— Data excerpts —
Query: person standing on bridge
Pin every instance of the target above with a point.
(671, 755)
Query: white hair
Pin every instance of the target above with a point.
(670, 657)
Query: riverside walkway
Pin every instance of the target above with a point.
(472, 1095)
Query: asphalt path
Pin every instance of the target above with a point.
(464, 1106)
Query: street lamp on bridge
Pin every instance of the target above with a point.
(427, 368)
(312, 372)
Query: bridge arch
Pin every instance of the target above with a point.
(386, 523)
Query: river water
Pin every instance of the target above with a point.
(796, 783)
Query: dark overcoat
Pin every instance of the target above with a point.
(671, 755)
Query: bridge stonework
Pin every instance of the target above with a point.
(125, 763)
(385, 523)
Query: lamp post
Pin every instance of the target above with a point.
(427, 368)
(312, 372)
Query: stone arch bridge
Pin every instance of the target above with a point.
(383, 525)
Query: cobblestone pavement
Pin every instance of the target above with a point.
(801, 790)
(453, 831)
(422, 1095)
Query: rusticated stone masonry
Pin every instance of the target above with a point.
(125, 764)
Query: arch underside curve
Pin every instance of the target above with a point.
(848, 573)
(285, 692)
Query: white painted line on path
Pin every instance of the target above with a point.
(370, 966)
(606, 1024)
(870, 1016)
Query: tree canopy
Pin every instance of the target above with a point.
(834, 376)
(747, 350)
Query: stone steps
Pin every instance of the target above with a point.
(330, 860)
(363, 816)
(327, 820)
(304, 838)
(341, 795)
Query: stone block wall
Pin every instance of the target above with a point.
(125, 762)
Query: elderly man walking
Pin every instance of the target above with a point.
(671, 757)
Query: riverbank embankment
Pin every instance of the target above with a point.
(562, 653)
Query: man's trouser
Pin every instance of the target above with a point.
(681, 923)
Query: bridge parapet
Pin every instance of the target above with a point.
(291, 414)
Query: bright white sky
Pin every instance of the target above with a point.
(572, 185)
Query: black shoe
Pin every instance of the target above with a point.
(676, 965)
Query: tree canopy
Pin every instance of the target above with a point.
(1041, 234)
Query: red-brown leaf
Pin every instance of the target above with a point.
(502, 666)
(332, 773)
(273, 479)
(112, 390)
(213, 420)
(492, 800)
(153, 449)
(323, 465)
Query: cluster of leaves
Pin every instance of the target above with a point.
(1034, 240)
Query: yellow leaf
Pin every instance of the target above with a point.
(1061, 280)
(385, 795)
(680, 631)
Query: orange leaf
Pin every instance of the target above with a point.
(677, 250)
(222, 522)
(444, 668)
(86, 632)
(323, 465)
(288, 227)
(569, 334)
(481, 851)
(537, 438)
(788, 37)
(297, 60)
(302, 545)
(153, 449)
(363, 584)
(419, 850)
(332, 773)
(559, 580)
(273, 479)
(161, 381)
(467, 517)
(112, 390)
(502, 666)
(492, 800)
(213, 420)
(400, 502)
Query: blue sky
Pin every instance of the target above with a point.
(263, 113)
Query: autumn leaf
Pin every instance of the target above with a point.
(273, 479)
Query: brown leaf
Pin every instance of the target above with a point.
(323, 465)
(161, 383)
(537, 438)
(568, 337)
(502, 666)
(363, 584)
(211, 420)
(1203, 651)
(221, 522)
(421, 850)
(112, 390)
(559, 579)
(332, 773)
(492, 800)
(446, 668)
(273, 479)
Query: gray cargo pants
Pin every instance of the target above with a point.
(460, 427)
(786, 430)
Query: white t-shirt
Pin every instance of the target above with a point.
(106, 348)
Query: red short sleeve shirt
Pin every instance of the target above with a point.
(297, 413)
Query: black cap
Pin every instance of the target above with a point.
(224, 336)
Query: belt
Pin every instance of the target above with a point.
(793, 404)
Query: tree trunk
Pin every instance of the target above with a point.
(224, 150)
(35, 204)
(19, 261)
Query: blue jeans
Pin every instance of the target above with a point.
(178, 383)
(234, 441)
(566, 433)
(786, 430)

— Task requirements —
Nothing but the lines from the line containing "Query: blue jeans" through the final line of the entries should appear in your answer, copied exactly.

— Task result —
Query: blue jeans
Pin every instance of the target above with a point.
(178, 383)
(234, 441)
(566, 433)
(786, 430)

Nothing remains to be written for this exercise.